*EXERCISE*. Output every one of the records below verbatim, keeping each line unchanged.

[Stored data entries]
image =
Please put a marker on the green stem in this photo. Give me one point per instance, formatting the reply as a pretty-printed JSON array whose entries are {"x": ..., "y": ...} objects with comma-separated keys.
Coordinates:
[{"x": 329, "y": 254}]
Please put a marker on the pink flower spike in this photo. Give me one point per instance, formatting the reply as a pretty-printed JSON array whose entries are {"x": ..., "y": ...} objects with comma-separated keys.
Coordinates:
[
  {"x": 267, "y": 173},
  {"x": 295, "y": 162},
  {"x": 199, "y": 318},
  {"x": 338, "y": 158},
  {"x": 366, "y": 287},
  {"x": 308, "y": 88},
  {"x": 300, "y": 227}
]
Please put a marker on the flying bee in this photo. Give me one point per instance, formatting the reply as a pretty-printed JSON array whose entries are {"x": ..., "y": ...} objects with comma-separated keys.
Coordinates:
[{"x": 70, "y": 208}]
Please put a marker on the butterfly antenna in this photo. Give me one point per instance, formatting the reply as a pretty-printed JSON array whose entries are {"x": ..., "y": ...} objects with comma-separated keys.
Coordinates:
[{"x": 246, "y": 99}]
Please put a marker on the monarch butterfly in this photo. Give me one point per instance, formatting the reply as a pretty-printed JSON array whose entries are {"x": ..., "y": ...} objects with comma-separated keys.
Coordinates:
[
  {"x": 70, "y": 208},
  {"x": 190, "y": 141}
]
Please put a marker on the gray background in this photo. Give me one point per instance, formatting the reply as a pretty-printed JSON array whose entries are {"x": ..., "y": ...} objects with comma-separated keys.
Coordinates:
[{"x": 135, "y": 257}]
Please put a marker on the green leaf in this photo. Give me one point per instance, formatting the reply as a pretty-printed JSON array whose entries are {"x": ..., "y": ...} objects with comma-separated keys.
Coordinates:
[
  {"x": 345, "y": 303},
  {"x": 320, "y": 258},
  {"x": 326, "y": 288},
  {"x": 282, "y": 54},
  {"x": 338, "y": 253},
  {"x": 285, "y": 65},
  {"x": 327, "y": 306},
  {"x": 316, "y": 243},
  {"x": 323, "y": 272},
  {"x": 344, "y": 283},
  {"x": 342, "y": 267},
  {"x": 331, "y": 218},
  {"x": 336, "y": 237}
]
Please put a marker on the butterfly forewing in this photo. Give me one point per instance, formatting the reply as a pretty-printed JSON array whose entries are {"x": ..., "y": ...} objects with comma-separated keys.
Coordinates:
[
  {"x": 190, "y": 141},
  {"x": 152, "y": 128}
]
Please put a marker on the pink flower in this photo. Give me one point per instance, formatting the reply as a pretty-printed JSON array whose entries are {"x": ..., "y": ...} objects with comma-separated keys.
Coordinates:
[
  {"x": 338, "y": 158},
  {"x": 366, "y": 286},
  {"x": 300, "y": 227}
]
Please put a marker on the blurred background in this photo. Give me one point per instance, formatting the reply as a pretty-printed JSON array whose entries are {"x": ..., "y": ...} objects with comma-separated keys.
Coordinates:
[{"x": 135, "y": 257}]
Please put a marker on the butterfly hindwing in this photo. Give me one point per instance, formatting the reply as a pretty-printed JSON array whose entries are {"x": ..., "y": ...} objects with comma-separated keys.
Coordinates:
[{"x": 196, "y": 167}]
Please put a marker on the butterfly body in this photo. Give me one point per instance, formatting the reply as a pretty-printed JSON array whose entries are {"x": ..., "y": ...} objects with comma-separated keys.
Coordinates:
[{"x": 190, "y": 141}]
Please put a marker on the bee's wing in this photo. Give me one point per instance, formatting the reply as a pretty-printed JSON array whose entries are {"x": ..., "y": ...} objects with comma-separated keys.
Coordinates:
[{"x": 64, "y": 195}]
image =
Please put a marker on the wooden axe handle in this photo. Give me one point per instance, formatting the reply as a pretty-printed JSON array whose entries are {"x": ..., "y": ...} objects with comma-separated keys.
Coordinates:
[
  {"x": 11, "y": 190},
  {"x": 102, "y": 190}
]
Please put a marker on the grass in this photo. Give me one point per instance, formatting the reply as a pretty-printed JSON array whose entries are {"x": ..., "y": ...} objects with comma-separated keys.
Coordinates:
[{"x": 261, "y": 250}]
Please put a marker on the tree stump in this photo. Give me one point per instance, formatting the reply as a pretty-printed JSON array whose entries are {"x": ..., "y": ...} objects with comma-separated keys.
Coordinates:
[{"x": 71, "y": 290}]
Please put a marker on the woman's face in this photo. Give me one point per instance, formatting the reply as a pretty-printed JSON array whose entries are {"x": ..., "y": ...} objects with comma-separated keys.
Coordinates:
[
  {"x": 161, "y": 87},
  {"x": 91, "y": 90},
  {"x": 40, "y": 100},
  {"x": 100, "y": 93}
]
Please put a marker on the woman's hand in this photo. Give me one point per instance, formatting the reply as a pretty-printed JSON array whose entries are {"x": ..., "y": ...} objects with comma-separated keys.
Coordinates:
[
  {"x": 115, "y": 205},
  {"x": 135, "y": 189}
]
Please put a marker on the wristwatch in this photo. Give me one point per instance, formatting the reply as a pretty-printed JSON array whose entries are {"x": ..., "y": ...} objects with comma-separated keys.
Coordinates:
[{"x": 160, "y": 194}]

*SOLUTION FOR THIS EXERCISE*.
image =
Please put a marker on the green stem in this photo. Give me one point per instance, formatting the reply as a pretty-printed JSON array whose entries are {"x": ..., "y": ...} objects with comma-separated keys.
Coordinates:
[{"x": 329, "y": 254}]
Please put a marker on the pink flower spike in this photo. Give me one point per instance, formatting the reply as a pretty-printed JSON array whose entries are {"x": ..., "y": ...} objects with comma-separated keys.
Coordinates:
[
  {"x": 267, "y": 173},
  {"x": 295, "y": 162},
  {"x": 199, "y": 318},
  {"x": 338, "y": 158},
  {"x": 366, "y": 287},
  {"x": 308, "y": 88},
  {"x": 300, "y": 227}
]
Please put a marker on the flying bee in this photo. Give me one point per instance, formatting the reply as a pretty-printed JSON array whose entries are {"x": ..., "y": ...} objects with comma-separated keys.
Coordinates:
[{"x": 70, "y": 208}]
Please put a marker on the butterfly antenna in this photo. Give me one point per instance, formatting the reply as a pretty-printed JSON array whose entries are {"x": ..., "y": ...} objects with comma-separated keys.
Coordinates:
[{"x": 246, "y": 99}]
Please put a marker on the monarch butterfly in this photo. Give me one point per instance, formatting the reply as a pretty-printed JSON array whose entries are {"x": ..., "y": ...} objects with comma-separated keys.
Coordinates:
[
  {"x": 70, "y": 208},
  {"x": 190, "y": 141}
]
Please put a marker on the gray background in this photo. Give me one point per instance, formatting the reply as a pretty-printed JSON array whose entries are {"x": ..., "y": ...} objects with comma-separated keys.
Coordinates:
[{"x": 135, "y": 257}]
Please put a marker on the green leaf in this photo. Give me one point per instance, formatting the reply as a pretty-printed JSON array whose entries are {"x": ..., "y": ...} objects with comma-separated keys.
Coordinates:
[
  {"x": 345, "y": 303},
  {"x": 320, "y": 258},
  {"x": 326, "y": 288},
  {"x": 282, "y": 54},
  {"x": 338, "y": 253},
  {"x": 285, "y": 65},
  {"x": 327, "y": 306},
  {"x": 316, "y": 243},
  {"x": 323, "y": 272},
  {"x": 344, "y": 283},
  {"x": 342, "y": 267},
  {"x": 331, "y": 218},
  {"x": 336, "y": 237}
]
Please put a marker on the butterfly forewing in this photo. Give me one point per instance, formatting the reply as a pretty-printed JSON array whose entries are {"x": ..., "y": ...} objects with comma-separated keys.
Coordinates:
[
  {"x": 190, "y": 141},
  {"x": 152, "y": 128}
]
Please put a marker on the pink flower in this photo. Give me one point per instance, formatting the reply as a pretty-printed JSON array whose entries are {"x": ..., "y": ...} objects with comma-separated keys.
Coordinates:
[
  {"x": 338, "y": 158},
  {"x": 366, "y": 286},
  {"x": 300, "y": 227}
]
Please put a marker on the blurred background in this photo. Give me one point per instance, formatting the reply as a pretty-printed JSON array whose entries are {"x": ..., "y": ...} objects with comma-separated keys.
Coordinates:
[{"x": 135, "y": 257}]
Please put a marker on the butterfly hindwing in this photo. Give me one point per instance, formatting the reply as a pretty-printed JSON array whose entries are {"x": ..., "y": ...} objects with comma-separated keys.
Coordinates:
[{"x": 196, "y": 167}]
Please put a marker on the butterfly body in this photo. Give me one point per instance, formatting the reply as a pretty-printed JSON array whose entries are {"x": ..., "y": ...} objects with comma-separated keys.
Coordinates:
[{"x": 190, "y": 141}]
Please put a marker on the bee's wing in this photo. Give me one point per instance, formatting the reply as a pretty-printed JSON array whose entries are {"x": ..., "y": ...} objects with comma-separated keys.
Coordinates:
[{"x": 64, "y": 195}]
image =
Please put a marker on the wooden axe handle in this photo. Give me one point per instance, formatting the reply as a pretty-printed JSON array whose entries are {"x": ..., "y": ...} objects with comma-separated keys.
Coordinates:
[
  {"x": 11, "y": 190},
  {"x": 102, "y": 190}
]
Please put a marker on the grass in this photo. Give me one point per instance, formatting the reply as a pretty-printed JSON array whose entries are {"x": ..., "y": ...} objects with comma-separated keys.
Coordinates:
[{"x": 261, "y": 250}]
Please put a marker on the tree stump in this photo. Give me one point per instance, formatting the reply as a pretty-printed JSON array whose entries are {"x": ..., "y": ...} objects with comma-separated keys.
Coordinates:
[{"x": 71, "y": 290}]
Please put a marker on the woman's face in this photo. Give me one point per instance, formatting the reply as a pretty-printed JSON array whose entries are {"x": ..., "y": ...} objects with comma-separated keys.
Coordinates:
[
  {"x": 161, "y": 87},
  {"x": 91, "y": 90},
  {"x": 40, "y": 100},
  {"x": 100, "y": 93}
]
Please put a marker on the woman's hand in this photo. Give me one point per instance, formatting the reply as a pretty-printed JSON array whose entries are {"x": ..., "y": ...} objects with comma-separated keys.
Coordinates:
[
  {"x": 115, "y": 205},
  {"x": 135, "y": 189}
]
Please put a marker on the wristwatch in this photo. Give me one point per instance, formatting the reply as a pretty-printed JSON array whose entries are {"x": ..., "y": ...} objects with comma-separated keys.
Coordinates:
[{"x": 160, "y": 194}]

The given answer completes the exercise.